| Data excerpts |
--------------------------------
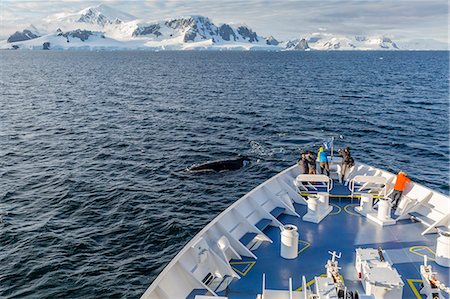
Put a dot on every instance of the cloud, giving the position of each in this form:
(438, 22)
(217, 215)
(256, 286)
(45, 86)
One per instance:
(282, 19)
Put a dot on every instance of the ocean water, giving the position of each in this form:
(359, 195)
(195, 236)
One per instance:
(94, 196)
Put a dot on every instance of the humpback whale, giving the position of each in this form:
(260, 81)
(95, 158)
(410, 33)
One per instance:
(221, 165)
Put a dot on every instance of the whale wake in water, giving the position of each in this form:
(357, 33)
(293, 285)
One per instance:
(220, 165)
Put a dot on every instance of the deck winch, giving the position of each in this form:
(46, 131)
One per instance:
(378, 277)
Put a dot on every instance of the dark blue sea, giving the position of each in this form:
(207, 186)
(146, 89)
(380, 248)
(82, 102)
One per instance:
(94, 196)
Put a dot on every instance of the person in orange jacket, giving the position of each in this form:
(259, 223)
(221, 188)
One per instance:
(399, 186)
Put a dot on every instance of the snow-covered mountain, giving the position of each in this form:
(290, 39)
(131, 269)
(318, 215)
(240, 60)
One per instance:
(103, 27)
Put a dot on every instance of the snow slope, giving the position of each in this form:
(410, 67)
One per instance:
(105, 28)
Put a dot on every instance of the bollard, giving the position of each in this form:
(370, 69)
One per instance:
(289, 241)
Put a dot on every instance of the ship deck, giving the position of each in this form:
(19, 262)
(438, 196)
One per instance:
(343, 230)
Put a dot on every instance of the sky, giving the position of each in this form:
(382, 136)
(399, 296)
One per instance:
(398, 19)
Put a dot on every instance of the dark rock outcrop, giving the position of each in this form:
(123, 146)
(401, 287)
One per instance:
(189, 36)
(271, 41)
(146, 30)
(83, 35)
(247, 34)
(302, 45)
(20, 36)
(226, 32)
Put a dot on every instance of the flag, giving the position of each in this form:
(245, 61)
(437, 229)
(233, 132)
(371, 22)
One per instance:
(329, 144)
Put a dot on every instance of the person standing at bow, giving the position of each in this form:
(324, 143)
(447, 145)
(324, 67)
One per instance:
(347, 162)
(323, 161)
(399, 187)
(303, 164)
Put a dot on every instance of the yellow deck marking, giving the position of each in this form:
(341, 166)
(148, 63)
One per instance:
(338, 211)
(312, 281)
(246, 269)
(305, 245)
(414, 248)
(351, 212)
(413, 287)
(341, 196)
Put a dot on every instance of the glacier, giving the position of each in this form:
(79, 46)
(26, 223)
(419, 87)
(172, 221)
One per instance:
(105, 28)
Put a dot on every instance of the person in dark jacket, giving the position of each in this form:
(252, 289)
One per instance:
(311, 163)
(347, 161)
(323, 161)
(303, 164)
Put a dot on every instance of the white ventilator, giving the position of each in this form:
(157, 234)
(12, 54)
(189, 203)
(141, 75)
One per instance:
(366, 204)
(318, 207)
(443, 248)
(289, 242)
(432, 288)
(383, 215)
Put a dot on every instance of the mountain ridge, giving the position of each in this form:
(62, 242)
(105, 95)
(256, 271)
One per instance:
(103, 27)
--------------------------------
| Task statement |
Reproduce the material word for word, minus the images.

| Solved exercise |
Put a dot on every instance of the cloud, giving the position of each in this form:
(438, 22)
(217, 215)
(256, 286)
(45, 86)
One per instance:
(282, 19)
Put a dot on every instance of the ocean water, giving the position of each in this form:
(359, 195)
(195, 236)
One per instance:
(94, 196)
Put a dot on every instance of the humpback whale, giving the position of each in this form:
(260, 81)
(95, 158)
(410, 33)
One per instance:
(221, 165)
Put a dot on every instance of the whale wake in water, giving the position of each in this form:
(357, 33)
(293, 285)
One per instance:
(220, 165)
Put a dot on every instance of the deck winch, giving the position of each in this form:
(46, 131)
One per instance:
(378, 277)
Put a dot on every instance of the dark blue sea, giving the position of each in this form:
(207, 186)
(146, 89)
(380, 248)
(82, 102)
One per instance:
(94, 196)
Put a dot on every instance of the person in orange jacket, giving the position of each in this form:
(259, 223)
(221, 188)
One per instance:
(399, 186)
Put a dot on every instance of the snow-covered mountain, giving the position of each in this form:
(290, 39)
(131, 269)
(318, 215)
(240, 60)
One per instance:
(103, 27)
Put a dot on every instance of the snow slope, giving the position of each in this form:
(410, 67)
One per instance:
(105, 28)
Put a dot on every instance of the bollard, giving the position of each in this form:
(370, 69)
One per instance:
(289, 241)
Put a dot on every instance of the ship deck, giving the position of each in this form:
(19, 262)
(438, 196)
One per instance:
(343, 230)
Put a dot on every instance of the sky, giving the position of each in this form:
(382, 136)
(399, 296)
One per instance:
(398, 19)
Put a dot on every instance of the dark rock outcrop, giving the position of each in this form:
(123, 146)
(401, 287)
One per instance:
(189, 36)
(271, 41)
(146, 30)
(83, 35)
(247, 34)
(302, 45)
(20, 36)
(226, 32)
Put a dot on every instance of the flag, giving the position of each in this form:
(245, 61)
(437, 229)
(233, 132)
(371, 22)
One per instance:
(329, 144)
Put a dot on every instance of the person standing at bow, giving the position of each in this form:
(324, 143)
(447, 145)
(324, 67)
One per instance:
(347, 162)
(323, 161)
(399, 187)
(303, 164)
Put a dot on every instance of the yellow deck marking, giving the position of each in this form:
(341, 166)
(148, 63)
One per instance:
(338, 211)
(312, 281)
(246, 269)
(305, 245)
(414, 248)
(351, 212)
(413, 287)
(341, 196)
Put a dot on every instance of the glacier, giving the position of each in this form:
(79, 46)
(26, 223)
(419, 87)
(172, 221)
One per instance:
(105, 28)
Put a dot on every instance of the person in dark jacket, giving the position of each in this form:
(252, 289)
One per instance:
(311, 163)
(347, 161)
(323, 161)
(303, 164)
Put a dot on every instance of the white ventilator, giving the position of each in this form:
(157, 234)
(12, 54)
(189, 203)
(141, 75)
One per instance:
(366, 204)
(318, 207)
(443, 248)
(289, 242)
(432, 288)
(383, 215)
Put a dot on every instance of the mountain ridge, giving the position of each in this form:
(62, 242)
(105, 95)
(256, 271)
One per instance:
(103, 27)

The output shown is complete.